**Page text:**
Published on 22/10/20
by randy

My first wind sport was hang gliding. The study of micrometeorology was essential and it helped me move to windsurfing, a wind sport with far less risk.  It’s probably my main grounding for wind sport much like my first religion was.  We did expand windsurfing to ice/snow and enjoyed the smoother ride with less friction, but the real challenge came when kiteboarding was introduced.  I remember my windsurf friends asking if I had switched to “the dark side” when they found out I was exploring kiting.  

A few years back the hydrofoil was introduced and got most traction with kiteboarding.  It was then added to the windsurf board and recently we now have a hand held wing that works beautifully with a foil.  I like to look at all of these applications as different tools for different conditions.  I’ve developed skills in all of these tools except kiteboarding foiling.  However, I’ve had the privilege to ride frequently with expert kiteboard foilers.  Each tool can enhance our general understanding of wind sport and challenge a deeper level of riding.  For sure, what we put attention to grows stronger and what we ignore loses energy.  Some riders never switch their tool and continue to go deeper and deeper refining their tool with their instrument of choice.  Some hit a plateau. Some people have deepened their religion of preference and have not incorporated the wisdom and teachings of other religions.  I will never know their instrument of choice at their depth, and they will never know the broadening of experience that comes from synthesizing learnings from a variety of instruments/religions.  The last thing I want to do is make any attempt at persuasion to the supposed “right” choice.  It only leads to anger.  Yet, given I have a certain proficiency in a wide variety of tools and continue to practice all of them I thought it could be helpful to run some comparative observations from my riding.

**Work task:** Pick up the wind sports post after its final sentence and carry it on.

**Supplied data:**
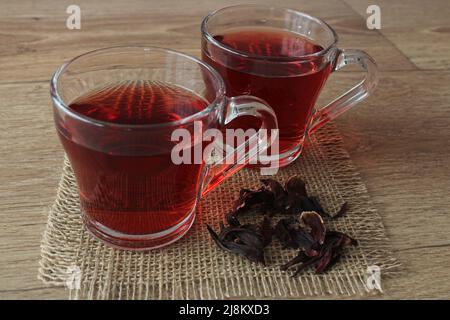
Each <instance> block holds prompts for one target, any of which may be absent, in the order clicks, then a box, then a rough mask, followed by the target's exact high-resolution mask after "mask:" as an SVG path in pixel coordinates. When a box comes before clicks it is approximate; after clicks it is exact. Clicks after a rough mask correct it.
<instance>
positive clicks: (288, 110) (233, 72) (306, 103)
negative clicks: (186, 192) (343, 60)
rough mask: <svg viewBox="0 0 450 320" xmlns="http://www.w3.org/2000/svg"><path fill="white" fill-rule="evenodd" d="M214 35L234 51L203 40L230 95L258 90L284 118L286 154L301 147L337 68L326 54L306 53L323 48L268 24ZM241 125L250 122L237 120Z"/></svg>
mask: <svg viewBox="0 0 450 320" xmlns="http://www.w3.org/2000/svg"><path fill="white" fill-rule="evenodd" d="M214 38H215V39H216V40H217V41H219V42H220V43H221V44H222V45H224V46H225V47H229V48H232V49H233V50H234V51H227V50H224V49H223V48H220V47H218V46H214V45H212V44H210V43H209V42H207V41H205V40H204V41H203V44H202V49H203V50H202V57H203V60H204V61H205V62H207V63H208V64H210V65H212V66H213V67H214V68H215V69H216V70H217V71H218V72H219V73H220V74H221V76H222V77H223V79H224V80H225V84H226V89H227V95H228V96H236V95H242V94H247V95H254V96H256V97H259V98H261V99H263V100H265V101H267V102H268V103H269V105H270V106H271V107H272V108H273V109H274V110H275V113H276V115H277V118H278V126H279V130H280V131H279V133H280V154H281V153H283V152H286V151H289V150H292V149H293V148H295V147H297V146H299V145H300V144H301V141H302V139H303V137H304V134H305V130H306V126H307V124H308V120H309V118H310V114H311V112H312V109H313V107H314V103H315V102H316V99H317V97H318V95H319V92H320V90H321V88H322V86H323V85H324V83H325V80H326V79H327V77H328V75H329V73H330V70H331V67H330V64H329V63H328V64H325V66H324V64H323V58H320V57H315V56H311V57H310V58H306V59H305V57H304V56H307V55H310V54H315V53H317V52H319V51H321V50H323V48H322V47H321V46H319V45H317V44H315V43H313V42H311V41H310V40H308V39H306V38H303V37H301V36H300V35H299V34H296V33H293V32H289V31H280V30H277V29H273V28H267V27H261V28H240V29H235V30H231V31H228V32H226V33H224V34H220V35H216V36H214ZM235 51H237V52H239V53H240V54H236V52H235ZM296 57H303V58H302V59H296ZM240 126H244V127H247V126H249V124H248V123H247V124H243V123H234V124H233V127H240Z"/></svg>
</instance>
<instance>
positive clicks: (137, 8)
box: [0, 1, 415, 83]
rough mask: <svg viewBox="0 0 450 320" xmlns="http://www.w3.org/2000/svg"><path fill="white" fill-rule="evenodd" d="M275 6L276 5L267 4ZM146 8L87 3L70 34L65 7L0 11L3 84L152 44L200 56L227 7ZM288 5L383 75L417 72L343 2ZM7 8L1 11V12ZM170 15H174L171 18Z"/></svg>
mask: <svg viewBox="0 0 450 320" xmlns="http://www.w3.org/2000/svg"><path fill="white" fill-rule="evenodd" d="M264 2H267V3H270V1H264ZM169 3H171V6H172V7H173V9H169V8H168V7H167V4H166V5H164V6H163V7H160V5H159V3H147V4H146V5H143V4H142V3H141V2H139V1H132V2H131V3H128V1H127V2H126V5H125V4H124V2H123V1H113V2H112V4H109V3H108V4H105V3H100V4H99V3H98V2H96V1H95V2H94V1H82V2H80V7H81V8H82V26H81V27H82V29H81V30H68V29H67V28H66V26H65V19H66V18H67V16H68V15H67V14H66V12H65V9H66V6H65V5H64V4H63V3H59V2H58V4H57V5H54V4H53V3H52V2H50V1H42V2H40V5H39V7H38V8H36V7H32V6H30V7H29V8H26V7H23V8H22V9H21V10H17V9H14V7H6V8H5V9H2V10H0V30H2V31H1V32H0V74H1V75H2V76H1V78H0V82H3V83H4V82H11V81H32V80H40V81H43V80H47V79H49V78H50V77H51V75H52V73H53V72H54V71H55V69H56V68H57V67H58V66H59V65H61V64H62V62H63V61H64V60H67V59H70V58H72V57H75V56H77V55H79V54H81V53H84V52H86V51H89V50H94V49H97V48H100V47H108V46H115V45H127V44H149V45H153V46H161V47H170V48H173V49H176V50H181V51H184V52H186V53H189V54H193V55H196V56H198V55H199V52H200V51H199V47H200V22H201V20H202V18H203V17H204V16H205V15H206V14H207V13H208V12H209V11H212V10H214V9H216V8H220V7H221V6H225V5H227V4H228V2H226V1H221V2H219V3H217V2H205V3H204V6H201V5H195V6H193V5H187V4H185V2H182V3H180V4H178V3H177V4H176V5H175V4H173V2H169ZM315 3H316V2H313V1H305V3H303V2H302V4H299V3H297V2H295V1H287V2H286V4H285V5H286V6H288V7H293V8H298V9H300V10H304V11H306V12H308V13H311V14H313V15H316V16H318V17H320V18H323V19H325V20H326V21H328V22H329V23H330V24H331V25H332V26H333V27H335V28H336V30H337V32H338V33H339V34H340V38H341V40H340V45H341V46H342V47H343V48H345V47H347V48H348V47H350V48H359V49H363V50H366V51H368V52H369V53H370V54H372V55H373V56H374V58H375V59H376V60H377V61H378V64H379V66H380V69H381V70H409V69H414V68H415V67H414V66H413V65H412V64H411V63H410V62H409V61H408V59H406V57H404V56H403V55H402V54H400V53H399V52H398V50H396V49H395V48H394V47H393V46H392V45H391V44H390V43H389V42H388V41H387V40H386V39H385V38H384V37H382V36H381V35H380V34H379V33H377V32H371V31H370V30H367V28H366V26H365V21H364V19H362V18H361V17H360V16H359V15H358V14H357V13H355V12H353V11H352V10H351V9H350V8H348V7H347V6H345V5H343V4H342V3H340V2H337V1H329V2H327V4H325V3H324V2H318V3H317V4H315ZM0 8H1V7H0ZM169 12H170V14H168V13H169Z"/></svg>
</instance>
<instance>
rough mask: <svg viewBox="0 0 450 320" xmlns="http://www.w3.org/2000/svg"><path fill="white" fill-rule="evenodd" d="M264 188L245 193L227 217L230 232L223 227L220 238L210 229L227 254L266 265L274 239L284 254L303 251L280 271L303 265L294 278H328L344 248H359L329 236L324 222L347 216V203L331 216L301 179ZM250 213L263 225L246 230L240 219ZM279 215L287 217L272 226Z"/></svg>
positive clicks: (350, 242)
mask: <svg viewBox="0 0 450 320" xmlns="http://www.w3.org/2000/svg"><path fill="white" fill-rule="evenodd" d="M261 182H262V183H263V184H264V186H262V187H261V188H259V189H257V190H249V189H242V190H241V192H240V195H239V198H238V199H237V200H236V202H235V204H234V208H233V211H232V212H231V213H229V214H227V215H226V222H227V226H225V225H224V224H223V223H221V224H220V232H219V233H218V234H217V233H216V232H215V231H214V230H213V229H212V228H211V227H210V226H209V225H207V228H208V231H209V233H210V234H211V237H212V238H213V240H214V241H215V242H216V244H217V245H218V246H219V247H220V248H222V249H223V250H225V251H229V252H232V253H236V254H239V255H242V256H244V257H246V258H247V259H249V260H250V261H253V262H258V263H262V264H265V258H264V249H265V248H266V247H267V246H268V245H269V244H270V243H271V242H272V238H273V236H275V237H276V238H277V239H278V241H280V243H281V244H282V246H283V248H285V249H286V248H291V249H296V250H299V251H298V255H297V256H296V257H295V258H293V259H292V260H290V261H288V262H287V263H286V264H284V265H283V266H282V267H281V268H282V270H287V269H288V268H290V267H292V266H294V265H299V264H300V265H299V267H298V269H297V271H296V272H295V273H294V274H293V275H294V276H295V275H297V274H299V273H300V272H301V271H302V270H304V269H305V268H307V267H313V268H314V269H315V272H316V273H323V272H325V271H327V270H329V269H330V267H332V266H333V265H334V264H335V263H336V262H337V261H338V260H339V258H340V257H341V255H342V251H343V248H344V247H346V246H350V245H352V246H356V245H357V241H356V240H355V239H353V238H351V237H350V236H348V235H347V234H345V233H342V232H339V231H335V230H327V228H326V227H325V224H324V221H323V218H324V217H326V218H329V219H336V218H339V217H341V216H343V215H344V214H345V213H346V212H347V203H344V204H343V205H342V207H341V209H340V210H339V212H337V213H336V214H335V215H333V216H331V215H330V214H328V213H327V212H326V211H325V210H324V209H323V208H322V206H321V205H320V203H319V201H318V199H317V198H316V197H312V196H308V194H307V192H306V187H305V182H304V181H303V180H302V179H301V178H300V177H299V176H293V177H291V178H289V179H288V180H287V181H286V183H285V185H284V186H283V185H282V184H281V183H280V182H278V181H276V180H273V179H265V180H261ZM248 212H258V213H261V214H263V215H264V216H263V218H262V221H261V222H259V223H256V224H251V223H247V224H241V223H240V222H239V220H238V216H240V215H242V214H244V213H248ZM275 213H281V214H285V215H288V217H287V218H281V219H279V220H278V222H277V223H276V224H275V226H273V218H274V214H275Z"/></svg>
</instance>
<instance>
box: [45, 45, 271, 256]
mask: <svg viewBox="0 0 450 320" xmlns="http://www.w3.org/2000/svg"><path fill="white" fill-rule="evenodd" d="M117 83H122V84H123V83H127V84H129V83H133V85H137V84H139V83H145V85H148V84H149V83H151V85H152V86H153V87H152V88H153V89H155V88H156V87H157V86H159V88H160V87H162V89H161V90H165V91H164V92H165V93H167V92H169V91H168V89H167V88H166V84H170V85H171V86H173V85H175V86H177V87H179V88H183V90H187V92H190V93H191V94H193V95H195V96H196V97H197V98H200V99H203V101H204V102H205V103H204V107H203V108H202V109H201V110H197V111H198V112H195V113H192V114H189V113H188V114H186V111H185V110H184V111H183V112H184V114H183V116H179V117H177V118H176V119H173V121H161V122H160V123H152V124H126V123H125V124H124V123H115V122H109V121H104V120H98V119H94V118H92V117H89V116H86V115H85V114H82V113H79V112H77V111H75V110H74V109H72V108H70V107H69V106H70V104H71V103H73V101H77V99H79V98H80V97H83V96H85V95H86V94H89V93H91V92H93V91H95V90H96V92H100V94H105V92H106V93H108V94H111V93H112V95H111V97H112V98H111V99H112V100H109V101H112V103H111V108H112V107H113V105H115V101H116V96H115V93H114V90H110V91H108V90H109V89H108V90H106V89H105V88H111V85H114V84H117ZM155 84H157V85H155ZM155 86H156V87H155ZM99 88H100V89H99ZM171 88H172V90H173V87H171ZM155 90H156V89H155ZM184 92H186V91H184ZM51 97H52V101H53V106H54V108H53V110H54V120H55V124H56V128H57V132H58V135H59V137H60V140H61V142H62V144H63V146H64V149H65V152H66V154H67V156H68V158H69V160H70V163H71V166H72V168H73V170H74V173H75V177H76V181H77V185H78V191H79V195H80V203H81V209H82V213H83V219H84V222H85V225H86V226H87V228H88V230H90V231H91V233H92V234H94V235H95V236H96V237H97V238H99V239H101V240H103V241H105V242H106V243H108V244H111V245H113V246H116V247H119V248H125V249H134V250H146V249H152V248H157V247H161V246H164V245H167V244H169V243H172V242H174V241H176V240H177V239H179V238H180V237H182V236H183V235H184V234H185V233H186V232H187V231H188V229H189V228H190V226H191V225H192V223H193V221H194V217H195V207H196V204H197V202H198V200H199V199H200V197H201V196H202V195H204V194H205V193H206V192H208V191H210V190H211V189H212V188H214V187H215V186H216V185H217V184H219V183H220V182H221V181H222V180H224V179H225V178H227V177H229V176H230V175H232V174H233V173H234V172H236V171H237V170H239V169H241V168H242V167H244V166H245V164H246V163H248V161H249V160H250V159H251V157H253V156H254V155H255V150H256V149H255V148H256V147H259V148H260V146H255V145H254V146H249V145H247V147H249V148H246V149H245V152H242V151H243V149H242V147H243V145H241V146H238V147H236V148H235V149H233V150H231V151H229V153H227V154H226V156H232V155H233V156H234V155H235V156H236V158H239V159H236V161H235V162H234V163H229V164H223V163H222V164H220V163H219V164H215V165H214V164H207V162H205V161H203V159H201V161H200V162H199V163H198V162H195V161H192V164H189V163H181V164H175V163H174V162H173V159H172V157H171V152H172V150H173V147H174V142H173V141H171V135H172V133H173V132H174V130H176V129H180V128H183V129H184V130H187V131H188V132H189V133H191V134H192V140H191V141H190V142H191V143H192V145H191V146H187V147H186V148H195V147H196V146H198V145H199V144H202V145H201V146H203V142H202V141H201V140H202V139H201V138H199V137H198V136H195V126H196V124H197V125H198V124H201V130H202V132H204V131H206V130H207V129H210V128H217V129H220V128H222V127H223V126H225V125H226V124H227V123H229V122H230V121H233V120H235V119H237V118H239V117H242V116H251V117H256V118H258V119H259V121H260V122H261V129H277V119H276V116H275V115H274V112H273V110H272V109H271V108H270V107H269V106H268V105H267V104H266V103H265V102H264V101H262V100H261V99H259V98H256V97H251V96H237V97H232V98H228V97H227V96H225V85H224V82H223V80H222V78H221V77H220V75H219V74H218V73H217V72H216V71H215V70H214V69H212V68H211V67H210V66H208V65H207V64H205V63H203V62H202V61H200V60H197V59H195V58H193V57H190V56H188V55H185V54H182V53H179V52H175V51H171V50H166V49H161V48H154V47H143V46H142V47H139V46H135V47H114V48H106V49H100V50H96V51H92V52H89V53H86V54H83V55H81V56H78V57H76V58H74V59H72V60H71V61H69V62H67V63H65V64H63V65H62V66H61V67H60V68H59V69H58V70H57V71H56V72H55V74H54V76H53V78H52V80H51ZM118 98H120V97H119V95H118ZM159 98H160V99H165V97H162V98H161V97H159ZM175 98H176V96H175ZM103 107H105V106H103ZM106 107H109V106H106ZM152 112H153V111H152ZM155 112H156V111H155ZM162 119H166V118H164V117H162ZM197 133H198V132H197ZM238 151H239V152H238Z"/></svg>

**Reply:**
Parameters I’m looking at are: 1. Learning curve, 2. Ease of launch and landing, 3. Versatility in non-steady wind/friction, 4. Impact from weeds, 5. Risk factors, 6. Set-up/tear down ease, 7. Ease/impact on the body, 8. Freedom from attachment to the board.

  1. Kiteboarding seems to have the easiest learning curve, especially when first learned on snow/ice.  The downside is the risk of injury if proper training in exit strategies isn’t given thorough attention.  Windsurfing to planing skill takes more time to learn but has very little risk of injury unless one fails to pay attention to water/air temp and offshore winds. For sure, water is more forgiving than ice/snow when falling.  The learning curve for foiling seems fastest for windsurf foiling provide the rider has advanced windsurfing skill.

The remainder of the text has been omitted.